▶ _PROBLEM TO SOLVE_:
Begin with the line where "Can you see the green" appears. Set down that line and the rest of the records below it exactly as given.

%%

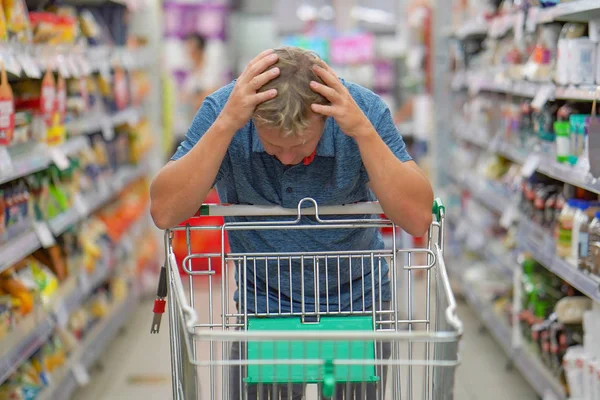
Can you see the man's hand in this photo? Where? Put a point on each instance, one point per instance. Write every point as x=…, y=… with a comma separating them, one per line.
x=352, y=121
x=245, y=95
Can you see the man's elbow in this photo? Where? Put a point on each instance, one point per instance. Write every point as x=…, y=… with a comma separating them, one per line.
x=419, y=224
x=160, y=216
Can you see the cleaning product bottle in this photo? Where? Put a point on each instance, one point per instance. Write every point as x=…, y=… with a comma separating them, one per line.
x=561, y=131
x=565, y=229
x=581, y=218
x=583, y=251
x=7, y=111
x=593, y=238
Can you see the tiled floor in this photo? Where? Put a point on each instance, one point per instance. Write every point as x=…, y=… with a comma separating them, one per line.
x=136, y=366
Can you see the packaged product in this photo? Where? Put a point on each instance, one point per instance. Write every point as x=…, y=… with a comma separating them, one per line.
x=7, y=111
x=53, y=29
x=593, y=258
x=17, y=20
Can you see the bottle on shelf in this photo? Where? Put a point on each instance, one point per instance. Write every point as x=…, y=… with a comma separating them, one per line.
x=565, y=229
x=580, y=219
x=593, y=243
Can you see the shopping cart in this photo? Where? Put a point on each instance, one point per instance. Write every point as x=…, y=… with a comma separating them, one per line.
x=381, y=344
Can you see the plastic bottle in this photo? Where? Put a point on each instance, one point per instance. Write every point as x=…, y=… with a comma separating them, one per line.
x=593, y=238
x=584, y=234
x=7, y=111
x=565, y=229
x=561, y=131
x=580, y=219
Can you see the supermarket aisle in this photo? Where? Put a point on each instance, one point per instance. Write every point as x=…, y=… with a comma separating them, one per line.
x=136, y=366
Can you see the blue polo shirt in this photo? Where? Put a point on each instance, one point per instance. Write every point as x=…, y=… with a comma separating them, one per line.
x=336, y=175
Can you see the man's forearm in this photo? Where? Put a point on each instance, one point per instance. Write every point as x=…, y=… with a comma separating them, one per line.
x=403, y=191
x=180, y=187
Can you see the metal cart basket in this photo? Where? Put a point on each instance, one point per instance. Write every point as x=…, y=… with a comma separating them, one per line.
x=349, y=324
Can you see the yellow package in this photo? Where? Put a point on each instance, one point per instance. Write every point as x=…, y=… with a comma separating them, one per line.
x=17, y=20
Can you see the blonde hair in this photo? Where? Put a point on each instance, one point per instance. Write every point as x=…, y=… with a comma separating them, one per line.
x=289, y=111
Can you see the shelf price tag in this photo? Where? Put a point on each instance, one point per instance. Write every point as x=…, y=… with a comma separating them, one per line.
x=542, y=96
x=509, y=216
x=108, y=129
x=59, y=158
x=62, y=315
x=80, y=205
x=42, y=230
x=496, y=143
x=519, y=27
x=81, y=375
x=532, y=19
x=550, y=395
x=6, y=165
x=84, y=282
x=530, y=165
x=30, y=67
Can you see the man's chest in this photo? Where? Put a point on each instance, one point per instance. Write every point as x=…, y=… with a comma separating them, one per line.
x=261, y=179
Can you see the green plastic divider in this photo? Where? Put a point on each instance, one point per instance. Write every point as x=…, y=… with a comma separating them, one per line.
x=438, y=208
x=310, y=350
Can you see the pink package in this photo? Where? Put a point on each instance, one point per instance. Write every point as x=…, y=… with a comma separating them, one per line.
x=356, y=49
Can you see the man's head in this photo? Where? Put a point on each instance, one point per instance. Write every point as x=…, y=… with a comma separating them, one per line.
x=286, y=125
x=195, y=45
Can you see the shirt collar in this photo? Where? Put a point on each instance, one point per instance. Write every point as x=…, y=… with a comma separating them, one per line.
x=325, y=148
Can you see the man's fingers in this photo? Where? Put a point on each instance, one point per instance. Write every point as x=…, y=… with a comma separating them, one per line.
x=260, y=80
x=326, y=66
x=264, y=96
x=330, y=79
x=260, y=66
x=328, y=111
x=329, y=93
x=262, y=54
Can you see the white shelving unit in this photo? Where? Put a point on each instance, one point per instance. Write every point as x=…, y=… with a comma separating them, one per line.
x=91, y=349
x=19, y=345
x=540, y=244
x=538, y=376
x=36, y=329
x=19, y=248
x=574, y=11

%%

▶ _THE COMPLETED TASK_:
Can you see the green plastic divider in this photo? Where? Put a point on each instance, one point per instance. Write every point as x=…, y=… with a comma separating them, one per line.
x=438, y=208
x=310, y=350
Can you see the pink package in this photo? Where? Put a point on each instance, one point per instance. Write every point as x=…, y=… with a comma separating them, one per line.
x=356, y=49
Can you see the man's head in this photo? Where? Put a point on each instance, one point per instance. Write every point as x=…, y=… with a comma separating them, one per line.
x=286, y=125
x=195, y=45
Can you see the shirt collar in this photo? Where? Put a point on each instance, one point per instance. Write every point as x=…, y=… with a comma separating them, one per line.
x=325, y=148
Can you see the man's fingers in this photo? Where? Put a point on each instance, one point per instance. Write every point as x=…, y=… with a comma separating them, one per line.
x=260, y=80
x=326, y=66
x=264, y=96
x=330, y=79
x=260, y=66
x=328, y=111
x=329, y=93
x=262, y=54
Can you see the white shelving unit in this photo? Where? Put a point on each instance, one point per instance. Write every point as x=…, y=… with a comma separating them, one per line.
x=91, y=349
x=19, y=345
x=540, y=244
x=538, y=376
x=36, y=329
x=19, y=248
x=574, y=11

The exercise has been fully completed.